» **Task instructions**:
a – Transcribe the part of the passage on test set case selection starting at "We oversampled cases" and ending at "during statistical analysis.".
b – In the passage on test set case selection, how many possible combinations of test set cases resulted from the diagnostic categories, age groups, and breast density groups?

(Beginning of Exercise text)

Test set cases were selected using random stratified sampling based on the age of the woman (40–49 vs. ≥50), breast density (low vs. high), and the final diagnostic interpretation of the original BCSC contributing pathologist who reviewed the woman’s biopsy for clinical treatment and management. Contributing BCSC pathologists include a variety of practice settings ranging from private practices in small hospitals to large University-affiliated academic practices in tertiary medical centers. For all potential test set cases, we categorized the diagnostic interpretations of the BCSC pathologist into one of five diagnostic classifications (non-proliferative changes, proliferative changes without atypia, atypical ductal hyperplasia (ADH), ductal carcinoma in situ (DCIS), and invasive breast carcinoma). This resulted in 20 possible combinations of test set cases (5 diagnostic categories x 2 age groups x 2 breast density groups = 20 combinations). Low versus high breast density was defined as ≤ 50% fibroglandular (BI-RADS categories 1 and 2) or ≥ 51% fibroglandular (BI-RADS categories 3 and 4), respectively. Information on breast density was obtained from mammography exams in the three years prior to biopsy. We used data from the most proximal mammogram for women with multiple mammograms within the three year period.

We oversampled cases of ADH and DCIS compared to national estimates of biopsy outcomes in the U.S. [13] to increase statistical confidence and raw rates of inter-observer variation in areas of breast pathology that may be more challenging to interpret, are lower frequency diagnoses, and where disagreements would affect treatment. Population-based adjustments according to disease prevalence will be made during statistical analysis.

Previous studies have shown misclassification rates among pathologists of over 50% for ADH and 17% for DCIS [14]. Women in their 40s and women with dense breast tissue were also oversampled because age and breast density are known risk factors for both benign breast disease and breast cancer [15], and because our a priori hypotheses include that there is more diagnostic variability in biopsies from women aged 40–49 years and women with dense breast tissue. By design, half of the test set cases were from women aged 40–49 at the time of the biopsy and half were from women aged 50 and older, with no upper age limit. Also by design, half of the cases were from women with high-density breast tissue and half were from women with low-density breast tissue.

(End of Exercise text)
(Beginning of Supplied records)

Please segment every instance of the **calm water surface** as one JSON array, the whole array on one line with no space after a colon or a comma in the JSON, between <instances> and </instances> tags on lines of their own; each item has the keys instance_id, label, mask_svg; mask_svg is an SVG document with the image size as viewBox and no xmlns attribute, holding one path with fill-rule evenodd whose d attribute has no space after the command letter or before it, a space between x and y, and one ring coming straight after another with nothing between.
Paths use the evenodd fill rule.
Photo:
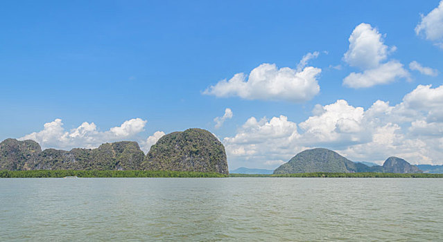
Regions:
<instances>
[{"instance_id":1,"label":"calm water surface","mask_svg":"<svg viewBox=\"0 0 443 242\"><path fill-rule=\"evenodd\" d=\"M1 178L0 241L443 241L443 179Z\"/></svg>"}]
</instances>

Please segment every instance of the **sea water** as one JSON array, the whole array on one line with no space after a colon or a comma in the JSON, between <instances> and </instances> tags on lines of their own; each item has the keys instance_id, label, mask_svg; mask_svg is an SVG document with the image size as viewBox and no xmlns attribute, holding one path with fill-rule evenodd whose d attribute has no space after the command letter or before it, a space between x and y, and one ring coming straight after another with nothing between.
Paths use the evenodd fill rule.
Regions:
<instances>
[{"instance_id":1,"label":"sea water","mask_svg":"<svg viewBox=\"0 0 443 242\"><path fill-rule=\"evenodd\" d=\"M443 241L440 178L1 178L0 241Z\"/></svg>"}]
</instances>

(End of Supplied records)

» **Solutions**:
a –
We oversampled cases of ADH and DCIS compared to national estimates of biopsy outcomes in the U.S. [13] to increase statistical confidence and raw rates of inter-observer variation in areas of breast pathology that may be more challenging to interpret, are lower frequency diagnoses, and where disagreements would affect treatment. Population-based adjustments according to disease prevalence will be made during statistical analysis.

b – Twenty combinations: 5 diagnostic categories x 2 age groups x 2 breast density groups.